_Selected passage_:
Reorder algorithms: Demand forecast

The demand forecast is built based on the sales data of the previous weeks.




Demand forecast criteria: 

  • Historical sales
  • Production Lead Time
  • Planning Horizon
  • Buying / Selling perimeter
  • Stockouts
  • Seasonality
  • Size Curves



The timeline of the Demand Forecast calculation is defined by the Historical weeks, the Lead Time, and the Planning Horizon.



Different store perimeters can be considered when calculating the forecast of each scenario



Out of stocks, both at the warehouse and at the stores, also play a role when estimating the reorder proposal



The effect in sales of recurring events is automatically taken into account by Nextail’s algorithms



Size curves are recalculated in each scenario to break down to SKU level the Forecast obtained for each product



Once the demand forecast at product level has been calculated, the size curves are used to break it down and obtain a forecast by SKU



Promotions


Promotions are special events that have a temporary changing effect in a product’s demand during the time they are active. At this moment, promotions can be either markdowns or other kind of events.


Within Nextail framework, Promotions are expressed as a demand multiplicative factor called Promotions Coefficient. E.g. if there is a x2 promotions coefficient between two dates, some specific stores and products, it means demand (eventually sales) will be two times the usual ones.


The Promotions pipeline is in charge of retrieving and calculating the promotion coefficients for a group of products in a network of stores, at product-store-date level.


Customers are responsible for defining these coefficients for upcoming promotions they know will have an impact in demand. These are the future promotion coefficients. After the promotion period has ended, the defined coefficients are recalculated using true sales data to obtain what the real impact in demand was. These are the past promotion coefficients. Promotions have hence two effects in our forecast: 


1. Multiply the future demand that customers estimate by the future promotion coefficients. Let’s illustrate it:

  • Customer estimates a x2 demand on product Random Sweater 101 within the second week of the year due to an special markdown.
  • Forecast once applied seasonality is 200 SKUs within this week.
  • A future promotion coefficient of 2 is applied, hence now 400 SKUs are the result of our forecast.

2. Correct (normalize) the sales data on which our forecast is trained, dividing them by past promotion coefficients.

  • During the second week of the year, the customer finally sold 300 SKUs.
  • Actual coefficient got is 300/200 = 0.5 (50%).
  • For future forecasts we will take this 0.5 past promotion coefficient in order to normalize sales during sales period instead of using the original future promotion coefficient (which was 100%).

_Point-based annotation records_:
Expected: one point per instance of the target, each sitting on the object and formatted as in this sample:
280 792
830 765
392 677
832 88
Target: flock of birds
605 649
...
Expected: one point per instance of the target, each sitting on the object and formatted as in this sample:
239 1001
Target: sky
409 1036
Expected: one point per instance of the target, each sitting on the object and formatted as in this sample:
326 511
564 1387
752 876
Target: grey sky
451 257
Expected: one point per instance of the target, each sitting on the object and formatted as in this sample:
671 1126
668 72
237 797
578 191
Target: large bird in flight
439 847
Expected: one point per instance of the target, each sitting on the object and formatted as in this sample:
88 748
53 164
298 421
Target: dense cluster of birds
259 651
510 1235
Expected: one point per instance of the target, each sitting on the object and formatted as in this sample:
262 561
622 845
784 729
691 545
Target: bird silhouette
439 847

_Work instructions_:
1 – In the demand forecast page, what is the name of the demand multiplicative factor used to express promotions?
2 – List every demand forecast criterion given in the demand forecast page.

_The solutions_:
1 – Promotions Coefficient

2 – Historical sales, Production Lead Time, Planning Horizon, Buying / Selling perimeter, Stockouts, Seasonality, Size Curves